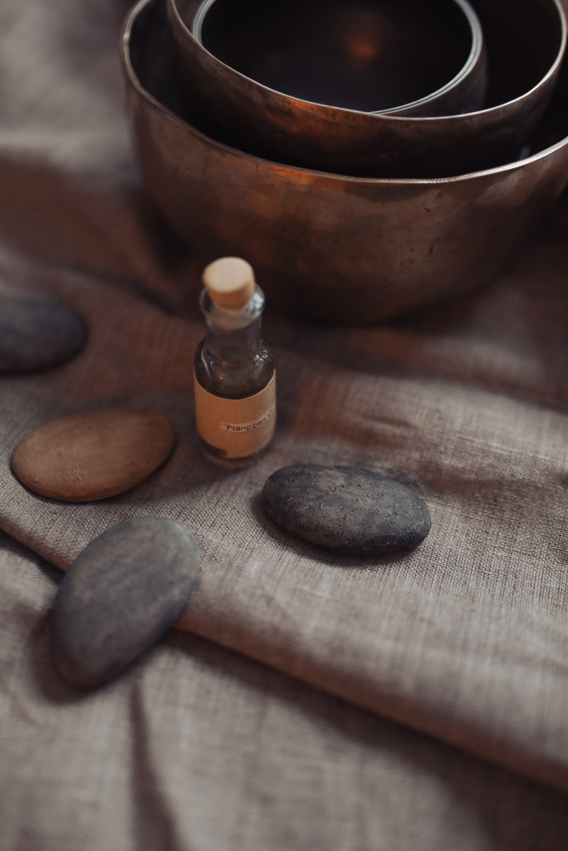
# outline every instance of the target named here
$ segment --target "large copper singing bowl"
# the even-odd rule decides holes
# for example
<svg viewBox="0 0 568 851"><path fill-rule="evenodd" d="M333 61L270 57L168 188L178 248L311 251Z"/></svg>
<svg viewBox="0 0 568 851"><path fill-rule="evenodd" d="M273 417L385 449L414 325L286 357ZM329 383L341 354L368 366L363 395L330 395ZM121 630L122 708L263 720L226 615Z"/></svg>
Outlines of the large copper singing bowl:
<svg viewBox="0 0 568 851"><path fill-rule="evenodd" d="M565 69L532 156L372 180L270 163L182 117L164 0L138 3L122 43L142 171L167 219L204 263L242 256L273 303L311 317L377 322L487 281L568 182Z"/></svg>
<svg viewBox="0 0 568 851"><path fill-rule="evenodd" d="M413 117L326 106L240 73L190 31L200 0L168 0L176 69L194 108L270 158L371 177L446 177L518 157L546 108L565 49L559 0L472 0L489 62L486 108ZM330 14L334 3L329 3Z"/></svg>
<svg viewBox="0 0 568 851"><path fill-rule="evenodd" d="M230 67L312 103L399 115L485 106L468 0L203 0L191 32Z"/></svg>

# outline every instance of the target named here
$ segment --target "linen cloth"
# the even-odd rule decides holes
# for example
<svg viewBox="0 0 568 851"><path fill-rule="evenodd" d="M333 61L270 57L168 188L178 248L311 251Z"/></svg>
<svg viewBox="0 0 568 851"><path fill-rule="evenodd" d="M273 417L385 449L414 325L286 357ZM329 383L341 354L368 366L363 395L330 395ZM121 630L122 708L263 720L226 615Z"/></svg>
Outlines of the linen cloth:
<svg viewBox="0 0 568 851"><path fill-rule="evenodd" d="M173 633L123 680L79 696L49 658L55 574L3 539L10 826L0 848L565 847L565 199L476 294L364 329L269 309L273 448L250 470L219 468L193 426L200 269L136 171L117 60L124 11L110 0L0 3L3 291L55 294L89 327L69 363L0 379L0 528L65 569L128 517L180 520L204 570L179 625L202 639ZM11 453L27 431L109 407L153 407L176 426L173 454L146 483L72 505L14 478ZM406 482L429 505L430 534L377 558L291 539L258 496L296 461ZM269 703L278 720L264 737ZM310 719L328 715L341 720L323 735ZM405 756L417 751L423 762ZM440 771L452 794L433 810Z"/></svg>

○ ○ ○ ○

▸ Exercise: Report every line of the records above that contains the string "evenodd", reproducing each such line in full. Treat case as significant when matching.

▸ Solution below:
<svg viewBox="0 0 568 851"><path fill-rule="evenodd" d="M333 61L270 57L168 188L178 248L311 251Z"/></svg>
<svg viewBox="0 0 568 851"><path fill-rule="evenodd" d="M273 417L385 449L414 325L286 357ZM329 383L341 354L368 366L363 395L330 395ZM121 630L122 708L263 720L226 615Z"/></svg>
<svg viewBox="0 0 568 851"><path fill-rule="evenodd" d="M565 69L532 156L372 180L270 163L182 117L164 0L138 3L122 43L142 171L167 219L204 263L242 256L273 303L311 317L377 322L487 281L568 182Z"/></svg>
<svg viewBox="0 0 568 851"><path fill-rule="evenodd" d="M413 117L326 106L240 73L190 31L200 0L168 0L176 69L194 108L270 158L371 177L446 177L518 157L546 108L565 49L559 0L472 0L489 62L486 108ZM330 14L334 3L329 3Z"/></svg>
<svg viewBox="0 0 568 851"><path fill-rule="evenodd" d="M230 67L312 103L399 115L485 106L468 0L203 0L191 32Z"/></svg>
<svg viewBox="0 0 568 851"><path fill-rule="evenodd" d="M333 61L270 57L168 188L178 248L311 251Z"/></svg>
<svg viewBox="0 0 568 851"><path fill-rule="evenodd" d="M273 417L385 449L414 325L286 357ZM329 383L341 354L368 366L363 395L330 395ZM121 630L122 708L263 720L226 615Z"/></svg>
<svg viewBox="0 0 568 851"><path fill-rule="evenodd" d="M173 633L123 680L79 696L49 658L55 574L3 539L10 826L0 848L565 847L565 199L476 294L364 329L269 309L273 448L250 470L219 468L193 426L200 269L136 171L117 60L124 11L110 0L0 3L3 291L55 294L89 327L69 363L0 379L0 528L65 569L128 517L180 520L204 570L179 625L202 639ZM11 453L27 431L109 407L153 407L176 426L173 454L146 483L72 505L14 478ZM406 482L429 505L430 534L377 558L291 539L258 496L296 461ZM269 703L278 720L264 737ZM310 719L328 715L341 720L323 735ZM405 756L417 751L423 762ZM440 771L452 794L433 810Z"/></svg>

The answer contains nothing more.